Material shown:

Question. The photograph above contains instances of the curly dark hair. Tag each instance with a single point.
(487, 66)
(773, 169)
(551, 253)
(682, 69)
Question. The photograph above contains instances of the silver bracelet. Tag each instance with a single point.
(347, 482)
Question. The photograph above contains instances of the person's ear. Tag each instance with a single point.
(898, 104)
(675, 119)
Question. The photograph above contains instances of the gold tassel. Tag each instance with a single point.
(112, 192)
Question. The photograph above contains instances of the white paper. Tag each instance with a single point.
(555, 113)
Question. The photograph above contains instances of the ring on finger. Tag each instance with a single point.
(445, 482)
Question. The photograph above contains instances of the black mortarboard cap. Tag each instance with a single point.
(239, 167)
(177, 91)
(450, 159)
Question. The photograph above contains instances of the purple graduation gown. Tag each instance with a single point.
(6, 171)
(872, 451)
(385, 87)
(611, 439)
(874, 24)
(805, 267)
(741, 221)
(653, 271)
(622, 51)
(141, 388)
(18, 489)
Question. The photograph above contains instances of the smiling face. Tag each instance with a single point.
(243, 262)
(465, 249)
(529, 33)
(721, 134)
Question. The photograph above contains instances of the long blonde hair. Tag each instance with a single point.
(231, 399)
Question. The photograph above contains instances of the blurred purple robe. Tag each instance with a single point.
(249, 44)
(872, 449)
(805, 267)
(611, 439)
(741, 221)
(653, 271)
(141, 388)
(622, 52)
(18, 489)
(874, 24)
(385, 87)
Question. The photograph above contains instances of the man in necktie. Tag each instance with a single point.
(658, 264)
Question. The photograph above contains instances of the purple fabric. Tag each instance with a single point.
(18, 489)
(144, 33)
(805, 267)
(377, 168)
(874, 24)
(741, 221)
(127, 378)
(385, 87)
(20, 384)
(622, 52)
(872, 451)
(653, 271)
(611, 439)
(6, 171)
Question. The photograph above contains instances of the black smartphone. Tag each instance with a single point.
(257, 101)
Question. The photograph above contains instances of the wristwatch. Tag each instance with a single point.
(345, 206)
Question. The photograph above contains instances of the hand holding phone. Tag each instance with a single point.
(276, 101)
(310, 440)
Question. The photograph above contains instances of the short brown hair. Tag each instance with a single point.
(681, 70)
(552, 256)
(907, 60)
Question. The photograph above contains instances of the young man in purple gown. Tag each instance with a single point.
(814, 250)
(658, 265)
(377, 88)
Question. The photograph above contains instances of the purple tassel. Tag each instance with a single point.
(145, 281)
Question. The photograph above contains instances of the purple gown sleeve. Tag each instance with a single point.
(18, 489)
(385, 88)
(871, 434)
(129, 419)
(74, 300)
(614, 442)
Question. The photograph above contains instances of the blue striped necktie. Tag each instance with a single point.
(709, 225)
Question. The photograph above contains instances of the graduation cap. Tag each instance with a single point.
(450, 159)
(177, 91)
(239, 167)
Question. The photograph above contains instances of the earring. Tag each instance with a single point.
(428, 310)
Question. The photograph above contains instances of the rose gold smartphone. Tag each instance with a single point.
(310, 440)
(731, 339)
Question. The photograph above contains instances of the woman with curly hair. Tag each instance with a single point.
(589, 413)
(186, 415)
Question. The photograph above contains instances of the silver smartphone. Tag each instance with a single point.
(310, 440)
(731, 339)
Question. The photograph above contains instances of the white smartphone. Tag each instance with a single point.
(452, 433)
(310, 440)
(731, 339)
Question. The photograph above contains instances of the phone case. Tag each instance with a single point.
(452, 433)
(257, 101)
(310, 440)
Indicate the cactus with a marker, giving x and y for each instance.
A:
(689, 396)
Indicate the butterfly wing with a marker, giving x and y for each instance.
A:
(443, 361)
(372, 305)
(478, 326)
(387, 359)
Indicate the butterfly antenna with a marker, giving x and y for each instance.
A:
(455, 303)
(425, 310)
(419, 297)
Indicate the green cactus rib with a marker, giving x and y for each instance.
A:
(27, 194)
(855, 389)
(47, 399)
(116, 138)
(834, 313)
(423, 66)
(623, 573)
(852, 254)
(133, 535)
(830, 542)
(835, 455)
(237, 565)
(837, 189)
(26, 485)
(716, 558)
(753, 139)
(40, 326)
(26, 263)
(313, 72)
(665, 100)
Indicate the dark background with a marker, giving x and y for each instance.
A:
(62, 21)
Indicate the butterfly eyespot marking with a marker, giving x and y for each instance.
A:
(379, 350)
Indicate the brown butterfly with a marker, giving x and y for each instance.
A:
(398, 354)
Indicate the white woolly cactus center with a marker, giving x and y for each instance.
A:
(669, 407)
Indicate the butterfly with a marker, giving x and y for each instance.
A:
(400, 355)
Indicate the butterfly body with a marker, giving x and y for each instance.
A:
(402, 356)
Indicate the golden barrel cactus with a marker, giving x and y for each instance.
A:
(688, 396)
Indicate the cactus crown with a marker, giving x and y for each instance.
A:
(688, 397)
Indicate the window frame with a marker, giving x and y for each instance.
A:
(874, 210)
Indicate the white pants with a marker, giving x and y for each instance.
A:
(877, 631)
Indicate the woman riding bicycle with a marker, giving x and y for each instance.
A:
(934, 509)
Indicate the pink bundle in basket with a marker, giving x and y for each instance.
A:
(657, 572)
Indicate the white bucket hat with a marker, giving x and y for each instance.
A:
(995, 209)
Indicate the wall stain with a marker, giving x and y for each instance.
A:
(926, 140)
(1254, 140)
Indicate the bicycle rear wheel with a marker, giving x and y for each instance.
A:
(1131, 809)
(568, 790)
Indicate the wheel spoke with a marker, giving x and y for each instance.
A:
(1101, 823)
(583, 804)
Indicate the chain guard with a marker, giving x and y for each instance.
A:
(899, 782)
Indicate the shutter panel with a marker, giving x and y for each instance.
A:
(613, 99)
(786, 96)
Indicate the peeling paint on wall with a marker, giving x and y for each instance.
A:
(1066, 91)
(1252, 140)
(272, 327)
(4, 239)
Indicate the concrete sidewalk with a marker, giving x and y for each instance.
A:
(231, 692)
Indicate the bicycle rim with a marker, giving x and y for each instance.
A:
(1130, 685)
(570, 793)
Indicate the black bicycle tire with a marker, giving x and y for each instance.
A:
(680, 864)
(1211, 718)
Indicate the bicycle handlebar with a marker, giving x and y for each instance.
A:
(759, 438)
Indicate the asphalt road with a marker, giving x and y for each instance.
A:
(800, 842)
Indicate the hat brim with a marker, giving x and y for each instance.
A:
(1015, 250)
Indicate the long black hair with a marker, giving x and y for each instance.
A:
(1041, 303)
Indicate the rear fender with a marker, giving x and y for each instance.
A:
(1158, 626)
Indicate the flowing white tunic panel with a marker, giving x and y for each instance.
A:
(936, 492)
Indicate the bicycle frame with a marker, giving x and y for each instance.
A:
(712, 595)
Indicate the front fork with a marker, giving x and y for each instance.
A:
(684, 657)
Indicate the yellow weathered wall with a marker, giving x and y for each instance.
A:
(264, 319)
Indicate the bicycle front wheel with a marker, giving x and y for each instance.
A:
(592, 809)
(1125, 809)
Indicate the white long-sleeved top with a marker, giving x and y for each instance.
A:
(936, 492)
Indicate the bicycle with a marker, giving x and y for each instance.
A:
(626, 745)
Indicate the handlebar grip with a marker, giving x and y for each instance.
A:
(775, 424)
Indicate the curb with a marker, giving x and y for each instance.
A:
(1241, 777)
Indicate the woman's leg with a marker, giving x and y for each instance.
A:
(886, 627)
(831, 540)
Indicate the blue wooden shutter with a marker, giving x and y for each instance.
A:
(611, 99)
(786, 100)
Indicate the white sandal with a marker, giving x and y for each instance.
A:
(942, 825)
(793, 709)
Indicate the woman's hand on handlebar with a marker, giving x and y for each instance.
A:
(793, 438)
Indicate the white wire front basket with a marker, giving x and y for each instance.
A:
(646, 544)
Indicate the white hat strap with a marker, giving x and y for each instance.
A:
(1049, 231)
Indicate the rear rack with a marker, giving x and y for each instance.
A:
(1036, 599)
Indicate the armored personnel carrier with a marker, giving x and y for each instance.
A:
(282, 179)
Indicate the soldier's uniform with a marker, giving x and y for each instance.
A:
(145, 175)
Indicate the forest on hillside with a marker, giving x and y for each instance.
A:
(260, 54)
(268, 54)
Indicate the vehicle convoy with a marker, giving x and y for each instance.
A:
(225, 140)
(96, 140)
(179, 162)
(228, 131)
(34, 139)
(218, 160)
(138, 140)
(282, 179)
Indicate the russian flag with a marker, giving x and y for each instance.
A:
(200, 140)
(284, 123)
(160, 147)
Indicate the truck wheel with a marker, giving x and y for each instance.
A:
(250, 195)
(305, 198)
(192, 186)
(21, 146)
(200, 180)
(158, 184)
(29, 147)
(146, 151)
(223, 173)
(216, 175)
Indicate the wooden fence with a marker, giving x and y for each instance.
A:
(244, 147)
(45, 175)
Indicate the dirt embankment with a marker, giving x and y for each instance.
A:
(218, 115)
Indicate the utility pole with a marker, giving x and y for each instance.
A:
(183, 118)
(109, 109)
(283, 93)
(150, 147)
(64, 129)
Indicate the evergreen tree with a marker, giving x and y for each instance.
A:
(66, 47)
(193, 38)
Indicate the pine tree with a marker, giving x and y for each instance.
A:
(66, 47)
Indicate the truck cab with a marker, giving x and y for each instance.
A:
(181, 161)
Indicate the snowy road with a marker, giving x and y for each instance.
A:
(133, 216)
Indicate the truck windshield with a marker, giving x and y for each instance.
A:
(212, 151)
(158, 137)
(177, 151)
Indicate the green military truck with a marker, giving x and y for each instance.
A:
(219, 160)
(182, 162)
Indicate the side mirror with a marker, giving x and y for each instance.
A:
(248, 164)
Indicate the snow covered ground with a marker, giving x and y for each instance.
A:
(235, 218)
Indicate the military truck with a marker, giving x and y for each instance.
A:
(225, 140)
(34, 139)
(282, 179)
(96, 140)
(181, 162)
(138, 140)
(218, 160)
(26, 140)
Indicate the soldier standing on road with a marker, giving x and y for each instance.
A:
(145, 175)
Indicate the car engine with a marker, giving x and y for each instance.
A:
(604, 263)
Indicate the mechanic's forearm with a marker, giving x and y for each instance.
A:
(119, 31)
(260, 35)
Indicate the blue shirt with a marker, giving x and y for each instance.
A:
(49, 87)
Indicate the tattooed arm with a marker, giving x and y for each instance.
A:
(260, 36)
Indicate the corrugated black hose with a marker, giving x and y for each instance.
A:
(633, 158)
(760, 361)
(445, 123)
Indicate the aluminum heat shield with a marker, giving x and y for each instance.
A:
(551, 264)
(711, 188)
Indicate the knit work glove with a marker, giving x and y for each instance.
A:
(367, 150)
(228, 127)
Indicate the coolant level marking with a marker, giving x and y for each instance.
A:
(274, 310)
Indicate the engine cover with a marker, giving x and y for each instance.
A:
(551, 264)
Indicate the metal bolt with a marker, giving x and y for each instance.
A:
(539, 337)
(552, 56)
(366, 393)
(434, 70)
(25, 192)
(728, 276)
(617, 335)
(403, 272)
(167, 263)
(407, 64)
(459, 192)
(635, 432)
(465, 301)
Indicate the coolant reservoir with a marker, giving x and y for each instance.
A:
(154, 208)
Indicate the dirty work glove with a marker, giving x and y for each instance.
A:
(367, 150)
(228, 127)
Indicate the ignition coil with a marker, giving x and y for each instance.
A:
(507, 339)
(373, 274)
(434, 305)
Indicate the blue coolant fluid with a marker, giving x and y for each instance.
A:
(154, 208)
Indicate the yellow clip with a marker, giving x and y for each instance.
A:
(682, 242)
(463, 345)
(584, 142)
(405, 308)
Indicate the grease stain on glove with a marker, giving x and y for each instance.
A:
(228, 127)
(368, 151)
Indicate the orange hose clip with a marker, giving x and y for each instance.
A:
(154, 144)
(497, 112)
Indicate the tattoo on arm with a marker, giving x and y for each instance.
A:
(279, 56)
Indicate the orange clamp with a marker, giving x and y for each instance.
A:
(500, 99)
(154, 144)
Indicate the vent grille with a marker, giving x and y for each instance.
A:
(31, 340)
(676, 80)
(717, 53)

What to do: Filter the listing for the word "engine" and copy each line that has it.

Result for this exercise:
Indicate the car engine with a marker, giving x and y for each instance.
Indicate the engine cover with a marker, giving x and y for each instance.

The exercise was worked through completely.